▶ **Assignment**:
Could you return the data below exactly as it appears?

+ + +

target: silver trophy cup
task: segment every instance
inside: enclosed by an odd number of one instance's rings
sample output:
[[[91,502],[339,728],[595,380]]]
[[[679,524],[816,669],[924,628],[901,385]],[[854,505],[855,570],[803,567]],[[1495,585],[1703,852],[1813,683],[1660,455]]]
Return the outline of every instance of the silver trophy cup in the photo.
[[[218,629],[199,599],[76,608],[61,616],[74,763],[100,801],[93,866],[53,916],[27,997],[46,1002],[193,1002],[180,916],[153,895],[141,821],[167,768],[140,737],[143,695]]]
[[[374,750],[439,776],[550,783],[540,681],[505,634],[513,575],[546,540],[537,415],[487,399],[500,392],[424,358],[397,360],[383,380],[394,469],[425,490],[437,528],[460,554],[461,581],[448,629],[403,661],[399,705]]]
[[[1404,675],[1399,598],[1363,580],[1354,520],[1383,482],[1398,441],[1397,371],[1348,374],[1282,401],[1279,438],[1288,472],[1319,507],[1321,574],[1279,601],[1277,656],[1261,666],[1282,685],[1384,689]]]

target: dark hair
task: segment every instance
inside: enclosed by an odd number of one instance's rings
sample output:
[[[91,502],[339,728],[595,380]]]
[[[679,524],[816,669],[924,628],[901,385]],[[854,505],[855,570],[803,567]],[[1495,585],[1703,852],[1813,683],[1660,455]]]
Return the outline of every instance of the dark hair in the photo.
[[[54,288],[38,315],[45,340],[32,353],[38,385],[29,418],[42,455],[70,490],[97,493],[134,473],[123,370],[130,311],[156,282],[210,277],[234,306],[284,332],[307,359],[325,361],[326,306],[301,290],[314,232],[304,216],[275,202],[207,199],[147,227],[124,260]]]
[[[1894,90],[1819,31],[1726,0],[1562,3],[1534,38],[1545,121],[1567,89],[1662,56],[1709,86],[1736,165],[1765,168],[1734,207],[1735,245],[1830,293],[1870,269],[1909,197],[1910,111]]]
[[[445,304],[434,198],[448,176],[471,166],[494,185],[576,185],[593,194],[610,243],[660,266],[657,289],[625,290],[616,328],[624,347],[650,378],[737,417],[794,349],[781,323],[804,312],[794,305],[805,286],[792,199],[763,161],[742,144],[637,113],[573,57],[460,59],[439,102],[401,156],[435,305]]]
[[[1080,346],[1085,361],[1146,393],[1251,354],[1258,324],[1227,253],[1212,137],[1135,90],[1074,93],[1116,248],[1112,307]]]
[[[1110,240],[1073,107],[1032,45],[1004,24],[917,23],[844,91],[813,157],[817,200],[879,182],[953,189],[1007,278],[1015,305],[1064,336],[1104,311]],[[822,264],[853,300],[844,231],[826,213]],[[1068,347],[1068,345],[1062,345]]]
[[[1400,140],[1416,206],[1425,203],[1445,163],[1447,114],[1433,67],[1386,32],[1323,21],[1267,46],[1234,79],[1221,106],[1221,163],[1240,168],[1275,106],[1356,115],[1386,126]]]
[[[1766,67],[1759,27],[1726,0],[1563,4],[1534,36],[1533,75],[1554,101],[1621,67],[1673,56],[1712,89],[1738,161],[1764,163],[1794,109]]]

+ + +

▶ **Answer space**:
target: silver trophy cup
task: segment every instance
inside: enclosed by an odd number of one instance's rings
sample output:
[[[91,502],[339,728],[595,380]]]
[[[679,524],[816,669],[924,628],[901,385]],[[854,505],[855,570],[803,567]],[[1495,585],[1703,852],[1813,683],[1660,455]]]
Return the outline of every instance of the silver trophy cup in the photo.
[[[218,629],[199,599],[76,608],[61,616],[74,763],[100,801],[93,866],[53,916],[27,997],[46,1002],[193,1002],[180,916],[153,895],[141,821],[167,768],[140,737],[143,695]]]
[[[374,750],[439,776],[550,783],[540,681],[505,634],[513,575],[546,540],[537,415],[487,399],[500,392],[424,358],[397,360],[383,380],[394,469],[425,490],[437,528],[460,554],[461,581],[448,629],[403,661],[399,705]]]
[[[1404,675],[1399,598],[1363,580],[1354,520],[1383,482],[1398,441],[1397,371],[1348,374],[1282,401],[1279,438],[1288,472],[1319,507],[1321,574],[1279,601],[1277,656],[1261,666],[1282,685],[1384,689]]]

target: dark hair
task: segment every instance
inside: enclosed by an odd number of one instance's rings
sample output:
[[[91,502],[339,728],[595,380]]]
[[[679,524],[816,669],[924,628],[901,385]],[[854,505],[855,570],[803,567]],[[1495,585],[1703,852],[1813,683],[1660,455]]]
Return the outline of every instance of the dark hair in the photo.
[[[54,288],[38,315],[45,340],[32,353],[38,385],[29,418],[42,455],[70,490],[97,493],[134,473],[123,370],[130,311],[156,282],[210,277],[234,306],[284,332],[307,359],[325,361],[326,306],[301,290],[314,232],[304,216],[275,202],[207,199],[147,227],[124,260]]]
[[[1894,90],[1819,31],[1726,0],[1562,3],[1534,38],[1545,121],[1567,89],[1662,56],[1709,86],[1736,165],[1765,168],[1734,207],[1735,245],[1830,293],[1870,269],[1909,197],[1910,111]]]
[[[445,304],[434,198],[448,176],[471,166],[494,185],[576,185],[593,194],[610,243],[660,266],[657,289],[625,290],[616,328],[624,347],[650,378],[737,417],[794,349],[781,323],[804,312],[794,305],[805,286],[792,199],[763,161],[742,144],[637,113],[573,57],[460,59],[439,102],[401,156],[435,305]]]
[[[1080,346],[1085,361],[1146,393],[1251,354],[1258,324],[1227,253],[1212,137],[1135,90],[1074,93],[1116,248],[1112,307]]]
[[[1110,240],[1073,107],[1032,45],[1004,24],[917,23],[844,91],[813,157],[817,200],[879,182],[953,189],[1007,278],[1015,305],[1064,336],[1104,311]],[[822,264],[853,300],[844,231],[826,213]],[[1068,347],[1068,345],[1062,345]]]
[[[1400,140],[1416,206],[1425,203],[1445,163],[1447,114],[1433,67],[1386,32],[1323,21],[1267,46],[1234,79],[1221,106],[1221,163],[1240,168],[1275,106],[1356,115],[1386,126]]]
[[[1766,67],[1759,27],[1726,0],[1563,4],[1534,36],[1533,75],[1554,101],[1621,67],[1673,56],[1712,89],[1738,161],[1764,163],[1794,109]]]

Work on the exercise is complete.